>>>

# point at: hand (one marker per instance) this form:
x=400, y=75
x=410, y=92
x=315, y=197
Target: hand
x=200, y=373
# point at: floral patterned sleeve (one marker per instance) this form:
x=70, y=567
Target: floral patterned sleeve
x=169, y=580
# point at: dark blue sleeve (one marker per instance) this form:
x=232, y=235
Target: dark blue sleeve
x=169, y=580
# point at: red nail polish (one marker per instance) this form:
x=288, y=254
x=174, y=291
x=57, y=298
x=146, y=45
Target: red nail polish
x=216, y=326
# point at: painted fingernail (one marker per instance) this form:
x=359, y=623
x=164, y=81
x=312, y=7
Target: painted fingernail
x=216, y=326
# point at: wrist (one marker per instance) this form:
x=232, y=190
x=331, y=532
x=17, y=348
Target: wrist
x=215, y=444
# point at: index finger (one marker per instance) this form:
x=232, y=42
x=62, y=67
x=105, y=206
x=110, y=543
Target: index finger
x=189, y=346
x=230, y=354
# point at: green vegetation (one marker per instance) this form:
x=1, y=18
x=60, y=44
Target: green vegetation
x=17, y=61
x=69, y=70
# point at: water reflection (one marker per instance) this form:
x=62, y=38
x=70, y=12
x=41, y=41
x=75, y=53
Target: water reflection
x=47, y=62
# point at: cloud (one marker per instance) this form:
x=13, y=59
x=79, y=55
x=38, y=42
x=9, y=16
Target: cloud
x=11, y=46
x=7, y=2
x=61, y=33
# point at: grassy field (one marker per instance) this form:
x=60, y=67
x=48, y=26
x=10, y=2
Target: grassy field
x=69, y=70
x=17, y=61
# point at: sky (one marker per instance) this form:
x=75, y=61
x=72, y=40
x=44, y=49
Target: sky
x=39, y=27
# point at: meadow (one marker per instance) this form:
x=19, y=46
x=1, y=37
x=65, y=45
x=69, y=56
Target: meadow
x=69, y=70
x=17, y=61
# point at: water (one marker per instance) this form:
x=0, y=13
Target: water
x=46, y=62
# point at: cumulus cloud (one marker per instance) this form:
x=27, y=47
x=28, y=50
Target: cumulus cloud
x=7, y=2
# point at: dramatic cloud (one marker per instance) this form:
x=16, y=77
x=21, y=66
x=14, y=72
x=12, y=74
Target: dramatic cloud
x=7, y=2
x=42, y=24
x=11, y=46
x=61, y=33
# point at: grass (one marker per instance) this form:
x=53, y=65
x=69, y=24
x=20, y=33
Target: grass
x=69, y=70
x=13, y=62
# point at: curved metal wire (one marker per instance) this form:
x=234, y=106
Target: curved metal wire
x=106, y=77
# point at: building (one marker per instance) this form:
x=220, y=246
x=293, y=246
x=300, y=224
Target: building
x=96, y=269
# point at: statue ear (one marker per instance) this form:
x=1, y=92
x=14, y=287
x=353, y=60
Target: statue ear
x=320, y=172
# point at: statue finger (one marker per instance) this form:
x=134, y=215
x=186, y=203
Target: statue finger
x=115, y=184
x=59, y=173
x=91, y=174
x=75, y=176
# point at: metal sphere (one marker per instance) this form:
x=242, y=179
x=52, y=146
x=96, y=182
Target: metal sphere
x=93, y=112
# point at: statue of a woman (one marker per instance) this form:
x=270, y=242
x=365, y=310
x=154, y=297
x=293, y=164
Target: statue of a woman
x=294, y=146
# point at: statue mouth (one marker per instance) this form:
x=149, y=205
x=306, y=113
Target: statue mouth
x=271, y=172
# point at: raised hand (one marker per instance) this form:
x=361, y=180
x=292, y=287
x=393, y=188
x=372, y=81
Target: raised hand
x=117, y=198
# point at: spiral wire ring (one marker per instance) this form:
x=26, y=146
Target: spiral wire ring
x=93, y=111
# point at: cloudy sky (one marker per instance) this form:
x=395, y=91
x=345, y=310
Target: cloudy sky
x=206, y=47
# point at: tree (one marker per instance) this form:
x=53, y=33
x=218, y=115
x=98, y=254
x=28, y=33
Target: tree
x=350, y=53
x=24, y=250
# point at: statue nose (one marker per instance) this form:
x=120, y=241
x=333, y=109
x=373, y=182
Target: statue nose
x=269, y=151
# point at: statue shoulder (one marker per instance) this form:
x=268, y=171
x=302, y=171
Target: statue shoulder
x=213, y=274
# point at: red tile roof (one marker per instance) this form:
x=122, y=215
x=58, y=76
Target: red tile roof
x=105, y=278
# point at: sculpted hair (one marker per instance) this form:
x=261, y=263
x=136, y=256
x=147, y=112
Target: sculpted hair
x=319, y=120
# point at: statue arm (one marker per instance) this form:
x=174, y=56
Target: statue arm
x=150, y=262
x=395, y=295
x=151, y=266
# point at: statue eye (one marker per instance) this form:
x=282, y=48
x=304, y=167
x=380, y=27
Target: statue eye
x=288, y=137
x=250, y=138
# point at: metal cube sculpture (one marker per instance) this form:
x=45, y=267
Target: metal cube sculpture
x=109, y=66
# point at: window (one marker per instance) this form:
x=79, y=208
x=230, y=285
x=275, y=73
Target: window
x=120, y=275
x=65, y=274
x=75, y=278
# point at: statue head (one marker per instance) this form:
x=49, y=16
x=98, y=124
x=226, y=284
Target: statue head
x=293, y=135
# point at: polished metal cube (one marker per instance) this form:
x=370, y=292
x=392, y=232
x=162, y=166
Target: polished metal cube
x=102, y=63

<<<

__TASK INSTRUCTIONS__. Each entry is to be output exactly as it was written.

__ANSWER SECTION__.
# point at: hand (one marker per instance) this form:
x=400, y=75
x=410, y=92
x=315, y=197
Target: hand
x=200, y=373
# point at: floral patterned sleeve (one marker per instance) this form:
x=70, y=567
Target: floral patterned sleeve
x=169, y=580
# point at: dark blue sleeve (one marker per instance) this form:
x=232, y=235
Target: dark blue sleeve
x=169, y=580
# point at: red nail polish (one marker per instance) this form:
x=288, y=254
x=174, y=291
x=57, y=298
x=146, y=45
Target: red nail polish
x=216, y=326
# point at: painted fingernail (one marker per instance) this form:
x=359, y=623
x=164, y=81
x=312, y=7
Target: painted fingernail
x=216, y=326
# point at: wrist (one marker per instance) this form:
x=232, y=190
x=331, y=532
x=17, y=348
Target: wrist
x=215, y=444
# point at: index finger (one marker per instance) this form:
x=232, y=42
x=62, y=67
x=105, y=206
x=110, y=543
Target: index finger
x=189, y=346
x=230, y=354
# point at: green vegetation (one marker per instance) this form:
x=1, y=18
x=60, y=44
Target: green vegetation
x=17, y=61
x=69, y=70
# point at: water reflection (one marker per instance) this form:
x=62, y=38
x=70, y=12
x=41, y=41
x=75, y=53
Target: water reflection
x=47, y=62
# point at: cloud (one marker per instance) this form:
x=13, y=59
x=79, y=55
x=38, y=42
x=9, y=16
Target: cloud
x=11, y=46
x=7, y=2
x=61, y=33
# point at: grassy field (one marker per instance) this form:
x=60, y=67
x=48, y=26
x=10, y=2
Target: grassy field
x=69, y=70
x=17, y=61
# point at: sky (one marker per instance) this form:
x=75, y=61
x=72, y=40
x=44, y=49
Target: sky
x=39, y=27
# point at: meadow (one marker per instance) this form:
x=19, y=46
x=1, y=37
x=65, y=45
x=69, y=56
Target: meadow
x=69, y=70
x=17, y=61
# point at: water (one marker per instance) this form:
x=0, y=13
Target: water
x=46, y=62
# point at: cumulus cloud (one marker per instance) this form:
x=27, y=47
x=28, y=50
Target: cumulus cloud
x=7, y=2
# point at: dramatic cloud (one marker per instance) this form:
x=16, y=77
x=21, y=66
x=14, y=72
x=12, y=74
Target: dramatic cloud
x=7, y=2
x=42, y=24
x=11, y=46
x=61, y=33
# point at: grass (one marker per instance) this form:
x=53, y=65
x=69, y=24
x=20, y=33
Target: grass
x=69, y=70
x=13, y=62
# point at: curved metal wire (one marker per instance) this form:
x=234, y=106
Target: curved metal wire
x=106, y=77
# point at: building (one marker per instance) this form:
x=220, y=246
x=293, y=246
x=300, y=224
Target: building
x=96, y=269
# point at: statue ear (one marker per instance) this form:
x=1, y=92
x=14, y=287
x=353, y=60
Target: statue ear
x=320, y=172
# point at: statue finger (one marker per instance) this form:
x=134, y=215
x=186, y=203
Target: statue finger
x=115, y=184
x=59, y=173
x=91, y=174
x=75, y=176
# point at: metal sphere (one marker per instance) this form:
x=242, y=179
x=52, y=146
x=96, y=182
Target: metal sphere
x=93, y=112
# point at: statue of a woman (one marker per instance) this form:
x=270, y=242
x=365, y=310
x=154, y=297
x=293, y=164
Target: statue of a woman
x=294, y=146
# point at: statue mouth (one marker per instance) this form:
x=149, y=205
x=306, y=113
Target: statue mouth
x=271, y=172
# point at: raised hand (one marker per instance) this form:
x=361, y=180
x=292, y=287
x=393, y=188
x=372, y=81
Target: raised hand
x=117, y=198
# point at: spiral wire ring (one marker per instance) this form:
x=26, y=146
Target: spiral wire ring
x=93, y=111
# point at: cloudy sky (one marker per instance) this form:
x=395, y=91
x=345, y=310
Target: cloudy sky
x=206, y=47
# point at: tree (one marker per instance) this form:
x=53, y=33
x=218, y=115
x=98, y=254
x=28, y=33
Target: tree
x=350, y=53
x=24, y=250
# point at: statue nose (one marker per instance) this form:
x=120, y=241
x=333, y=109
x=373, y=182
Target: statue nose
x=269, y=151
# point at: statue shoulder (one marker per instance) this form:
x=268, y=171
x=302, y=171
Target: statue shoulder
x=213, y=274
# point at: red tile roof (one marker per instance) this form:
x=122, y=215
x=58, y=76
Target: red tile roof
x=105, y=278
# point at: sculpted hair (one marker per instance) this form:
x=261, y=263
x=136, y=256
x=147, y=112
Target: sculpted hair
x=319, y=120
# point at: statue arm (one marker per instance) this form:
x=174, y=56
Target: statue arm
x=150, y=262
x=395, y=295
x=151, y=266
# point at: statue eye (one marker per instance) this form:
x=282, y=48
x=304, y=167
x=380, y=27
Target: statue eye
x=288, y=137
x=250, y=138
# point at: metal cube sculpture (one marker per instance) this form:
x=45, y=267
Target: metal cube sculpture
x=109, y=66
# point at: window (one marker per instance) this form:
x=79, y=208
x=230, y=285
x=275, y=73
Target: window
x=120, y=275
x=65, y=274
x=75, y=278
# point at: statue head (one marker per instance) this form:
x=49, y=16
x=98, y=124
x=226, y=284
Target: statue head
x=293, y=135
# point at: polished metal cube (one marker per instance) this form:
x=370, y=292
x=392, y=232
x=162, y=166
Target: polished metal cube
x=102, y=63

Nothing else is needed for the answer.